▸ **Text for analysis**:
*** Block opens ***

A Callarse/ Quieting Oneself

By Pablo Naruda in Spanish and English

«Ahora contaremos doce

y nos quedamos todos quietos.

Por una vez sobre la tierra

no hablemos en ningún idioma,

por un segundo detengámonos,

no movamos tanto los brazos.

Sería un minuto fragante,

sin prisa, sin locomotoras,

todos estaríamos juntos

en una inquietud instantánea.

Los pescadores del mar frío

no harían daño a las ballenas

y el trabajador de la sal

miraría sus manos rotas.

Los que preparan guerras verdes,

guerras de gas, guerras de fuego,

victorias sin sobrevivientes,

se pondrían un traje puro

y andarían con sus hermanos

por la sombra, sin hacer nada.

No se confunda lo que quiero

con la inacción definitiva:

la vida es sólo lo que se hace,

no quiero nada con la muerte.

Si no pudimos ser unánimes

moviendo tanto nuestras vidas,

tal vez no hacer nada una vez,

tal vez un gran silencio pueda

interrumpir esta tristeza,

este no entendernos jamás

y amenazarnos con la muerte,

tal vez la tierra nos enseñe

cuando todo parece muerto

y luego todo estaba vivo.

Ahora contaré hasta doce

y tú te callas

y me voy»

Quieting oneself

«Now we will count to twelve

and let’s keep quiet.

For once on earth

let’s not talk in any language;

let’s stop for one second,

and not move our arms so much.

A moment like that would smell sweet,

no hurry, no engines,

all of us at the same time

in need of rest.

Fishermen in the cold sea

would stop harming whales

and the gatherer of salt

would look at his hurt hands.

Those who prepare green wars,

wars with gas, wars with fire,

victories with no survivors,

would put on clean clothes

and go for a walk with their brothers

out in the shade, doing nothing.

Just don’t confuse what I want

with total inaction;

it’s life and life only;

I’m not talking about death.

If we weren’t so single-minded

about keeping our lives moving

and could maybe do nothing for once

a huge silence might interrupt this sadnes

of never understanding ourselves,

of threatening ourselves with death;

perhaps the earth could teach us;

everything would seem dead

and then be alive.

Now I will count up to twelve

and you keep quiet

and I will go».

Interbeing

“We are caught in an inescapable network of mutuality, tied in a single garment of destiny. Whatever affects one directly affects all indirectly.”

-Martin Luther King Jr. Letter from Birmingham Jail.

As we grow in our mindfulness practice it is natural and necessary to see the deep interconnectedness of everything. Indigenous peoples have this woven into their cultures but in “civilization” we most often lose site of this fact as we get lost in our daily obligations. No matter how fiercely independent a person might be, they are just as dependent as everyone else on other people, beings, and even nature in order make it through the basics of their day. This includes the sunshine, the rain and soil that nurture the plants and animals that we consume for nutrition. It also includes the farmers, agricultural laborers, processors, delivery people, cooks, waiters, grocery store workers, and so forth. When we drive our cars we are interdependently linked with the ancient trees and dinosaurs whose organic material has converted to the oil used for our gasoline as well as old swampy plants turning into the coal used to power our world. On the most basic level, without plant life’s ability to photosynthesize light into sugars, the rest of the ecosystem, let alone “civilization” would not have developed.

As you move through the day, challenge yourself to be aware and grateful of the interbeing that surrounds us. Even the oxygen we breath being interconnected with the trees that surround us, the bee that helps to pollinate the flowers we enjoy, down to the rolly pollies that help decompose organic material and metals. There is no end to inquiring into this interbeing, if we just place our attention there.

*** Block closes ***

Point-per-instance localization data:
*** Block opens ***

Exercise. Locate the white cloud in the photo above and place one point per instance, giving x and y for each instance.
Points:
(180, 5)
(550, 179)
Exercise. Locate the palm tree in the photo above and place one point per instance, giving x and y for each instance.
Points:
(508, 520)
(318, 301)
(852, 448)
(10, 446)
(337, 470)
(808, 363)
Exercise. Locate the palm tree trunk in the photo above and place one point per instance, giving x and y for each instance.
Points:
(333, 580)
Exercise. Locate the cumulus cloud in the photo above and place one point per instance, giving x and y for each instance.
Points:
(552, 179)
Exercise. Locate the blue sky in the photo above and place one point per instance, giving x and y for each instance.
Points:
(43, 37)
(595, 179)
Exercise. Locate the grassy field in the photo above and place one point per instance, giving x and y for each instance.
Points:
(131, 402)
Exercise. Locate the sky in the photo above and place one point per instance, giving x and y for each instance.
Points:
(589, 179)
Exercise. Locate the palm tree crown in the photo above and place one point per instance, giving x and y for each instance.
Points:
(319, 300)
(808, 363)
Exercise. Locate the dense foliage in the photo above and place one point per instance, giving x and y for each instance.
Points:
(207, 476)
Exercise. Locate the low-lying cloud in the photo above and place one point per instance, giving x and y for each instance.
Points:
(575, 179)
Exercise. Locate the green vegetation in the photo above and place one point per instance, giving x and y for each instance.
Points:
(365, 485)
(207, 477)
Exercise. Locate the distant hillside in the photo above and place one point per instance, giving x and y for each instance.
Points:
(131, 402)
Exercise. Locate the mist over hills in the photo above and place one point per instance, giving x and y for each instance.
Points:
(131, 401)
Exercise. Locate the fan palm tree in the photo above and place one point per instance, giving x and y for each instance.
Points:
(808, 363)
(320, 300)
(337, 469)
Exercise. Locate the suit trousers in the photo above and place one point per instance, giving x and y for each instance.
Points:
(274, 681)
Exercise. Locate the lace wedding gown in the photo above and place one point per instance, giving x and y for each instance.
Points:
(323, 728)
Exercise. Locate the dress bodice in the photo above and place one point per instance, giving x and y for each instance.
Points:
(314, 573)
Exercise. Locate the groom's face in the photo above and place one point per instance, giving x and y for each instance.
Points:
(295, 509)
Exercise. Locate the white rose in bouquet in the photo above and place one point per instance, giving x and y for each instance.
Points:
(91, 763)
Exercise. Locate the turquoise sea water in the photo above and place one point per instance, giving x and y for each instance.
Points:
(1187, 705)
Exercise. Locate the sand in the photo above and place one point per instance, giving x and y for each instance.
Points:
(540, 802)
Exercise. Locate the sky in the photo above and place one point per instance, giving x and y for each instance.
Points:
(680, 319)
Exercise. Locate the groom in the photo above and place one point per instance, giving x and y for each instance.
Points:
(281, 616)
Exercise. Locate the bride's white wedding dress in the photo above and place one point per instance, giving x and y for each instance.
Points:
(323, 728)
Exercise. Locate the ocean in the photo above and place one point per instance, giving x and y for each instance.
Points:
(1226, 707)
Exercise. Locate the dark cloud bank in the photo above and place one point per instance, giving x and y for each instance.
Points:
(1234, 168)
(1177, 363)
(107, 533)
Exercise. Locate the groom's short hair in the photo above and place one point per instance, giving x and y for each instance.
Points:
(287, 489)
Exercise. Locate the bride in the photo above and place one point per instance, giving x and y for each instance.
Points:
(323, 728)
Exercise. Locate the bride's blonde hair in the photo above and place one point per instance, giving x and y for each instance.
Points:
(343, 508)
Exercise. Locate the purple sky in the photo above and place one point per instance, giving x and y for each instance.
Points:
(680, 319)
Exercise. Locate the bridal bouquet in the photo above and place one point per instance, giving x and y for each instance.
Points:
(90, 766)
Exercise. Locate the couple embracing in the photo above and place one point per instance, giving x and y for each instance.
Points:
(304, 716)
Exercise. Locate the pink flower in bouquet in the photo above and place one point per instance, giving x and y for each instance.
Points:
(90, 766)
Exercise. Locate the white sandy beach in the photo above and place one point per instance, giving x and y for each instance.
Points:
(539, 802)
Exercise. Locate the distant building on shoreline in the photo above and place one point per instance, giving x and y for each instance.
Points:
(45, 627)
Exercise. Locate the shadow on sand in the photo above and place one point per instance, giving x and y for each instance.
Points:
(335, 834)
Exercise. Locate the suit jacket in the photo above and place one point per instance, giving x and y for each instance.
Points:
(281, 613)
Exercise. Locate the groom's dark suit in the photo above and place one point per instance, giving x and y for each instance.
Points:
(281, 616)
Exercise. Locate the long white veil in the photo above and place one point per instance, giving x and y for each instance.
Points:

*** Block closes ***

▸ **What to do**:
According to the text on quieting oneself and interbeing, what work is the Martin Luther King Jr. quotation taken from? The data above are not needed here.

▸ **Problem solution**:
Letter from Birmingham Jail.